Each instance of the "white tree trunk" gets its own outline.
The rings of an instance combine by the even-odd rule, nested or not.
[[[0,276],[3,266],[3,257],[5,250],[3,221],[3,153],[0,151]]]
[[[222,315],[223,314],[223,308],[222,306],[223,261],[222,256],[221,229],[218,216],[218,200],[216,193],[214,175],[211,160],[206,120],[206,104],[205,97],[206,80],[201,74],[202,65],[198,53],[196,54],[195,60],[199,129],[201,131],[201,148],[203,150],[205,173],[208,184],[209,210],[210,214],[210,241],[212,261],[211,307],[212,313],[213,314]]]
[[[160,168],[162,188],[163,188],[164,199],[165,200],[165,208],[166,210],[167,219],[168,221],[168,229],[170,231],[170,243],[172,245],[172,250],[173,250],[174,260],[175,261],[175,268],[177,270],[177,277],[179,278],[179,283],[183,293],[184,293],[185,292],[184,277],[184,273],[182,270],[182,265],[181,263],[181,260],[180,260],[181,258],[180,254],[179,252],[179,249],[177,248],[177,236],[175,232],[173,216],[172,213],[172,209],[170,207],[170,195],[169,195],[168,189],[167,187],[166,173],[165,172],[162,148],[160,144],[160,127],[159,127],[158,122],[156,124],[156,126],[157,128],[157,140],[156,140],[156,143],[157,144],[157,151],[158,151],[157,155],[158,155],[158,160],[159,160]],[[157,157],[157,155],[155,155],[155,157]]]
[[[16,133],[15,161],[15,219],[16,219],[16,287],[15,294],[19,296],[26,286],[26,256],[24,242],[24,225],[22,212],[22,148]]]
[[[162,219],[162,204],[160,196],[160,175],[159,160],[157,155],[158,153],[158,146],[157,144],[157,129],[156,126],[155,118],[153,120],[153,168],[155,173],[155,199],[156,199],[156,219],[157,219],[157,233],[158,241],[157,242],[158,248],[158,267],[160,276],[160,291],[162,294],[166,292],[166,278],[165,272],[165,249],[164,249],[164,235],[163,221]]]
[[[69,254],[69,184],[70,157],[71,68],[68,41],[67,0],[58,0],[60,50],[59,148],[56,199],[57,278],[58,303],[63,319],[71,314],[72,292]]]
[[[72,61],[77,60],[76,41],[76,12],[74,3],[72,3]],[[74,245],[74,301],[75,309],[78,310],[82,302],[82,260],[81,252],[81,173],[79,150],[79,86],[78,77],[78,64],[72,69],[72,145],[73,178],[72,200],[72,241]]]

-- -- --

» **What you are asked to do**: Retype the items above without changing anything in them.

» **Output for this exercise**:
Each instance of the "white tree trunk" gets its own outline.
The rings of an instance combine by the even-odd rule, nested or not.
[[[0,276],[3,266],[3,257],[5,250],[3,221],[3,153],[0,151]]]
[[[222,315],[223,314],[223,308],[222,306],[223,261],[222,256],[221,229],[218,216],[218,200],[216,193],[214,175],[211,160],[206,120],[206,104],[205,97],[206,80],[201,74],[202,65],[198,53],[196,54],[195,60],[199,129],[201,131],[201,148],[203,150],[205,173],[208,184],[209,210],[210,214],[210,241],[212,261],[211,307],[212,313],[213,314]]]
[[[160,168],[162,188],[163,188],[164,199],[165,200],[165,208],[166,210],[167,219],[168,221],[168,229],[170,231],[170,243],[172,245],[172,250],[173,250],[174,260],[175,261],[175,268],[177,270],[177,277],[179,278],[179,283],[183,293],[184,293],[185,292],[184,277],[184,273],[182,270],[182,265],[181,263],[181,260],[180,260],[181,258],[180,254],[179,252],[179,249],[177,248],[177,236],[175,232],[173,216],[172,213],[172,209],[170,207],[170,195],[169,195],[168,189],[167,187],[166,173],[165,172],[162,148],[160,144],[160,127],[159,127],[158,122],[156,124],[156,126],[157,128],[157,140],[156,140],[156,143],[157,144],[157,151],[158,151],[157,155],[158,155],[158,160],[159,160]],[[157,157],[157,155],[155,155],[155,157]]]
[[[16,133],[15,161],[15,219],[16,219],[16,287],[15,294],[19,296],[26,286],[26,256],[24,242],[24,225],[22,212],[22,148]]]
[[[162,219],[162,204],[160,196],[160,175],[159,160],[157,155],[158,153],[158,146],[157,144],[157,129],[156,126],[155,118],[153,120],[153,168],[155,173],[155,199],[156,199],[156,219],[157,219],[157,233],[158,241],[157,242],[158,248],[158,267],[160,276],[160,291],[162,294],[166,292],[166,278],[165,272],[165,249],[164,249],[164,235],[163,221]]]
[[[69,254],[69,184],[70,157],[71,68],[68,41],[67,0],[58,0],[60,50],[59,148],[56,199],[57,278],[58,303],[63,319],[71,314],[72,292]]]
[[[72,61],[77,60],[76,41],[76,12],[74,3],[72,3]],[[74,245],[74,301],[75,309],[78,310],[82,302],[82,260],[81,252],[81,173],[79,150],[79,86],[78,77],[78,64],[72,69],[72,145],[73,178],[72,200],[72,241]]]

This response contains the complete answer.